→ **What to do**:
(A) In the article about Clay Matthews's broken thumb, on what date did his second surgery take place?
(B) Rewrite the part of the article about Clay Matthews's broken thumb from "In an interview" up to and including "Pittsburgh – was unusual.", changing "re-injury" to "second injury".
(C) Write the next part of the article about Clay Matthews's thumb surgeries, starting after its last sentence.

GREEN BAY – Clay Matthews is certain that he’ll be ready for training camp when it opens in late July, but the Green Bay Packers four-time Pro Bowl outside linebacker says he’ll ease his way back into action after twice breaking his right thumb last season, resulting in a pair of surgeries.
In an interview with USA Today’s Tom Pelissero, Matthews said his second surgery, which occurred on Dec. 24, was complicated because the re-injury of the thumb – initially broken on Oct. 6 against Detroit and re-broken on Dec. 22 against Pittsburgh – was unusual.
“It wasn't like a typical break. We had to treat it more like a soft tissue injury — like an ACL or something — because it required manipulating the tendon and drilling holes in bones and this and that,” said Matthews, adding that he underwent rigorous physical therapy three times a week following that second surgery. “I asked my team doctor, 'When's the last time you've seen this injury in the NFL?' (He) couldn't name one.
“That's why when you deal with (people saying), 'Brett Favre played with a broken thumb.' My thumb was out here! There's no way he could even grip a ball! I have a good picture I can show anyone of my hand after surgery. It honestly looks like I got a shark attack.”
Matthews told Pelissero that underwent a “closed-pin reduction” after the thumb was fractured and dislocated the first time, then had a “tendon transfer” surgery the second time. Matthews said the second surgery was to make the thumb “tighter.”

→ **Excerpted data**:

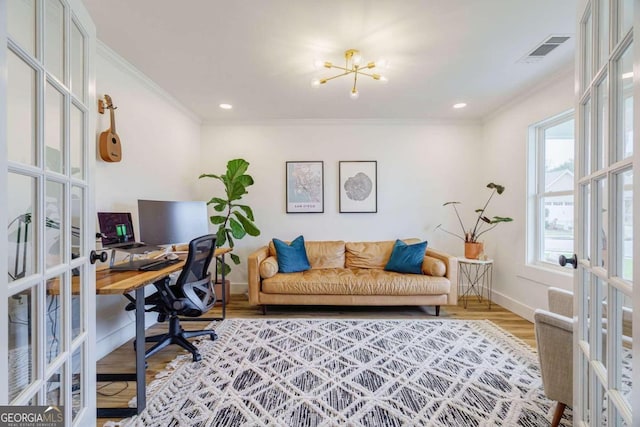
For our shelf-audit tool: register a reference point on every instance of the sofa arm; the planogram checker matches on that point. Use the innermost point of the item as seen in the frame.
(451, 263)
(255, 282)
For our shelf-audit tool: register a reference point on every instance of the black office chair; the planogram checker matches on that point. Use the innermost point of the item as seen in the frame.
(191, 296)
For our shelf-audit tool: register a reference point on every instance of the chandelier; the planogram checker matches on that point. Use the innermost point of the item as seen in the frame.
(353, 65)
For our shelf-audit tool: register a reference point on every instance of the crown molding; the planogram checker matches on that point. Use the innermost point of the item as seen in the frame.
(108, 53)
(532, 90)
(343, 122)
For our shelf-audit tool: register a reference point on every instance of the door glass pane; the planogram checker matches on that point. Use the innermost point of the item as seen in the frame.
(602, 139)
(54, 38)
(21, 111)
(21, 229)
(626, 16)
(624, 137)
(77, 62)
(587, 43)
(21, 23)
(53, 130)
(625, 210)
(77, 326)
(22, 309)
(53, 316)
(77, 200)
(55, 393)
(626, 343)
(54, 223)
(77, 383)
(603, 32)
(586, 214)
(76, 134)
(602, 223)
(558, 227)
(586, 155)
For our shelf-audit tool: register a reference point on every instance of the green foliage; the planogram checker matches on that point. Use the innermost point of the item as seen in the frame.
(472, 234)
(235, 221)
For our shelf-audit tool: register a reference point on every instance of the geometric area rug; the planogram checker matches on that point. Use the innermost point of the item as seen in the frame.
(336, 372)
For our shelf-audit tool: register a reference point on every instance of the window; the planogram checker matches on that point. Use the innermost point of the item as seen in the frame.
(551, 162)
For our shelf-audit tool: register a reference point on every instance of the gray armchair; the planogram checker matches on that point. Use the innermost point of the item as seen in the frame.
(554, 336)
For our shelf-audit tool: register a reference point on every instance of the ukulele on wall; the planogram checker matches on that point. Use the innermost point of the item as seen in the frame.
(110, 149)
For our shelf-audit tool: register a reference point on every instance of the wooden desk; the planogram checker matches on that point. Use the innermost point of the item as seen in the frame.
(113, 282)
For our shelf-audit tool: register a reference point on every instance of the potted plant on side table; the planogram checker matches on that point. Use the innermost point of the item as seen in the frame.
(235, 220)
(472, 247)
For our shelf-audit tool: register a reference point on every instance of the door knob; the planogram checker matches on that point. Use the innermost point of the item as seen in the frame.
(97, 256)
(563, 260)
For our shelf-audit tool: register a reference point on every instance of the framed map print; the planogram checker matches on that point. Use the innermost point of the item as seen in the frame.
(358, 186)
(305, 187)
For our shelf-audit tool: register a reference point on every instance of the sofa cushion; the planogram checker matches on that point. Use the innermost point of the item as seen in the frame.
(433, 267)
(406, 258)
(321, 254)
(292, 257)
(368, 254)
(355, 281)
(268, 267)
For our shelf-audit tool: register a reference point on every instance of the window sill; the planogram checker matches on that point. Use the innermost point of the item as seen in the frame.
(547, 276)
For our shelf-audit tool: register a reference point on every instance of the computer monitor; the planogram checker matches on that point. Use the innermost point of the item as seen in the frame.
(170, 222)
(115, 228)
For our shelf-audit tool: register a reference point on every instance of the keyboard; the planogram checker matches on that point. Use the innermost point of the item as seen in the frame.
(158, 265)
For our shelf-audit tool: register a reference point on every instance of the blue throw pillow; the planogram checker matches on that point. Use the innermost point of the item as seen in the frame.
(407, 258)
(293, 257)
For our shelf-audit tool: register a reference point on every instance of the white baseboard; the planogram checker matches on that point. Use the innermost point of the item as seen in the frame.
(513, 305)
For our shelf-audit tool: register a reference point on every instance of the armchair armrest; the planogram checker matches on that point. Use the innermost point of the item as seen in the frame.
(255, 282)
(451, 263)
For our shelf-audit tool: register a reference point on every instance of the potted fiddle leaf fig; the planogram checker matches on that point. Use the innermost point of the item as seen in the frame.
(234, 220)
(483, 223)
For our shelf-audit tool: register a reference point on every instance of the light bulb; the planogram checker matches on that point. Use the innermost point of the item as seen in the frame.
(382, 63)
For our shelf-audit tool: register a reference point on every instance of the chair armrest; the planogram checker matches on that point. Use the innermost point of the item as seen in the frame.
(451, 263)
(255, 281)
(554, 336)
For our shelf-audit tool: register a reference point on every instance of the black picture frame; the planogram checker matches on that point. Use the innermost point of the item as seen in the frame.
(358, 186)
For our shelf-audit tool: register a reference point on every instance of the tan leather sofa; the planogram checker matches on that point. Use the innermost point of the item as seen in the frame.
(352, 273)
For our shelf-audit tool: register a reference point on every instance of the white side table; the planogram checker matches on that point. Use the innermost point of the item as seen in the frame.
(474, 277)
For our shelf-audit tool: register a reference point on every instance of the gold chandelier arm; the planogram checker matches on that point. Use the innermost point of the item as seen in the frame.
(373, 76)
(339, 75)
(349, 70)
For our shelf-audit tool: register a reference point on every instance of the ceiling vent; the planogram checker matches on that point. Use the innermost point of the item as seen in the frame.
(544, 48)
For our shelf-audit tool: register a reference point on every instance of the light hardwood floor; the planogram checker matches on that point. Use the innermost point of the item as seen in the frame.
(123, 358)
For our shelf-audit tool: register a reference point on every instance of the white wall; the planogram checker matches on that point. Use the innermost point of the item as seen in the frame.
(160, 146)
(519, 287)
(420, 166)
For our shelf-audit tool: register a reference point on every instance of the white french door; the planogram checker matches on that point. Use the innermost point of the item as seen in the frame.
(48, 149)
(607, 295)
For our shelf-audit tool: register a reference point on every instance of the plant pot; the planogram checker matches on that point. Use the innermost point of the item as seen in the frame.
(472, 250)
(218, 290)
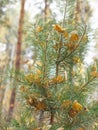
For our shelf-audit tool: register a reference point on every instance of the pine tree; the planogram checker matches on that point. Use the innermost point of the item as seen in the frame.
(59, 83)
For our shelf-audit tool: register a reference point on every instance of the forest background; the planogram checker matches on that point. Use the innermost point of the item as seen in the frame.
(35, 68)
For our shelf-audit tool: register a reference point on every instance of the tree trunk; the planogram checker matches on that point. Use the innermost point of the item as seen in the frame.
(18, 58)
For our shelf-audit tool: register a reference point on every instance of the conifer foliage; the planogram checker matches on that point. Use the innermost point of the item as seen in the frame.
(58, 84)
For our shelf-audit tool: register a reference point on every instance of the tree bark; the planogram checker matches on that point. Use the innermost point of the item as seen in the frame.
(18, 58)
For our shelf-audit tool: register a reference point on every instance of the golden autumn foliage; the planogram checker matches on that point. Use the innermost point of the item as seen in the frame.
(38, 29)
(74, 36)
(71, 46)
(33, 78)
(58, 28)
(66, 104)
(57, 79)
(72, 113)
(76, 60)
(77, 106)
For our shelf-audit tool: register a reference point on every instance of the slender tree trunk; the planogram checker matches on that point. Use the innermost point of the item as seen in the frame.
(18, 58)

→ **Answers**:
(A) Dec. 24

(B)
In an interview with USA Today’s Tom Pelissero, Matthews said his second surgery, which occurred on Dec. 24, was complicated because the second injury of the thumb – initially broken on Oct. 6 against Detroit and re-broken on Dec. 22 against Pittsburgh – was unusual.

(C)
“We took part of the tendon, turned it around, drilled some holes and they almost tied a knot through. It's stronger than (the left one). Now it's super tight,” Matthews said. “It's just very stiff. I'm only two months out, but I've been working out. It's definitely made a lot of progress. I don't know what the percentages are, but I think I'm at about 75, 80% of where it needs to be.
“By the time the season rolls around, it'll be fine. I'm optimistic about it. I mean, I've never heard of a career-ending thumb injury, but no one had heard of a Bennett's fracture when I had done that.”
Asked if the team’s medical staff had warned him not to come back from the initial break, Matthews said no. And while the physical pain of the reinjury was bad, that was only half of it for Matthews.
“Emotionally more than anything, just knowing that the season was over for me,” he said. “I'd have to have surgery again, which was very difficult in my dominant hand — showering, eating food, dressing, even traveling with the team, taking your clothes off, buttoning up your pants. It was just a pain. But it's getting better. I can work out and do everything I can with very little limitation.”
Asked what he expects his timeline to be for full medical clearance, Matthews said he doesn’t expect to do much at the upcoming organized team activity practices next month.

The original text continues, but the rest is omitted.